#### INSTRUCTION
Could you give the listing below as a numbered list of its lines, with blank lines dropped and the pictures left out?

:: RECORDS FOR PROCESSING

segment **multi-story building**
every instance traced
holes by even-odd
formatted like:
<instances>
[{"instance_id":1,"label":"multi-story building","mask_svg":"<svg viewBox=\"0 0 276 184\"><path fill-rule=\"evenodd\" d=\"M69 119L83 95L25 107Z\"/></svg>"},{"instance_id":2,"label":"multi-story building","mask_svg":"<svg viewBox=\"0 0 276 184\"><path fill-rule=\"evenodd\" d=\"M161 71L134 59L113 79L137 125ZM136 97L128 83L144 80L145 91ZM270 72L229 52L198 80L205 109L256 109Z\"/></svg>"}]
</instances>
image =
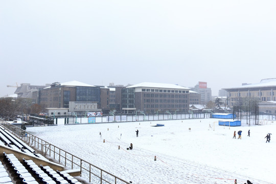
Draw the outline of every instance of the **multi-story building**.
<instances>
[{"instance_id":1,"label":"multi-story building","mask_svg":"<svg viewBox=\"0 0 276 184\"><path fill-rule=\"evenodd\" d=\"M189 88L177 85L144 82L122 89L122 110L144 112L189 110Z\"/></svg>"},{"instance_id":2,"label":"multi-story building","mask_svg":"<svg viewBox=\"0 0 276 184\"><path fill-rule=\"evenodd\" d=\"M231 107L237 105L240 98L257 98L262 103L276 101L276 78L262 79L258 83L244 83L241 86L223 89L228 93ZM260 110L261 111L261 109Z\"/></svg>"},{"instance_id":3,"label":"multi-story building","mask_svg":"<svg viewBox=\"0 0 276 184\"><path fill-rule=\"evenodd\" d=\"M96 102L100 106L100 88L73 81L55 82L39 90L39 103L43 108L69 108L69 102Z\"/></svg>"},{"instance_id":4,"label":"multi-story building","mask_svg":"<svg viewBox=\"0 0 276 184\"><path fill-rule=\"evenodd\" d=\"M197 92L190 90L190 105L200 104L201 95Z\"/></svg>"},{"instance_id":5,"label":"multi-story building","mask_svg":"<svg viewBox=\"0 0 276 184\"><path fill-rule=\"evenodd\" d=\"M18 98L32 98L32 93L37 91L40 89L43 89L50 84L45 85L31 85L30 83L21 83L20 86L16 88L14 94L17 95Z\"/></svg>"},{"instance_id":6,"label":"multi-story building","mask_svg":"<svg viewBox=\"0 0 276 184\"><path fill-rule=\"evenodd\" d=\"M190 87L191 90L198 93L201 95L200 104L206 104L212 101L212 90L207 87L207 82L198 82L194 87Z\"/></svg>"}]
</instances>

::::

#### RESULT BELOW
1. segment **multi-story building**
2. every instance traced
3. holes by even-odd
4. formatted like:
5. <instances>
6. [{"instance_id":1,"label":"multi-story building","mask_svg":"<svg viewBox=\"0 0 276 184\"><path fill-rule=\"evenodd\" d=\"M69 119L83 95L25 107Z\"/></svg>"},{"instance_id":2,"label":"multi-story building","mask_svg":"<svg viewBox=\"0 0 276 184\"><path fill-rule=\"evenodd\" d=\"M161 71L134 59L113 79L137 125ZM136 97L128 83L144 80L145 91ZM270 72L229 52L198 80L205 109L256 109Z\"/></svg>"}]
7. </instances>
8. image =
9. Draw the outline of every instance of the **multi-story building**.
10. <instances>
11. [{"instance_id":1,"label":"multi-story building","mask_svg":"<svg viewBox=\"0 0 276 184\"><path fill-rule=\"evenodd\" d=\"M189 88L177 85L144 82L122 89L122 110L144 112L189 110Z\"/></svg>"},{"instance_id":2,"label":"multi-story building","mask_svg":"<svg viewBox=\"0 0 276 184\"><path fill-rule=\"evenodd\" d=\"M231 107L237 105L240 98L257 98L262 103L276 101L276 78L262 79L258 83L244 83L241 86L223 89L228 93ZM260 110L261 111L261 109Z\"/></svg>"},{"instance_id":3,"label":"multi-story building","mask_svg":"<svg viewBox=\"0 0 276 184\"><path fill-rule=\"evenodd\" d=\"M96 102L100 106L100 88L73 81L55 82L39 90L39 103L43 108L69 108L69 102Z\"/></svg>"},{"instance_id":4,"label":"multi-story building","mask_svg":"<svg viewBox=\"0 0 276 184\"><path fill-rule=\"evenodd\" d=\"M197 92L190 90L190 105L200 104L201 95Z\"/></svg>"},{"instance_id":5,"label":"multi-story building","mask_svg":"<svg viewBox=\"0 0 276 184\"><path fill-rule=\"evenodd\" d=\"M18 98L32 98L32 93L37 91L40 89L43 89L50 84L45 85L31 85L30 83L21 83L20 86L16 88L14 94L17 95Z\"/></svg>"},{"instance_id":6,"label":"multi-story building","mask_svg":"<svg viewBox=\"0 0 276 184\"><path fill-rule=\"evenodd\" d=\"M190 87L191 90L198 93L201 95L200 104L206 104L212 101L212 90L207 87L207 82L198 82L194 87Z\"/></svg>"}]
12. </instances>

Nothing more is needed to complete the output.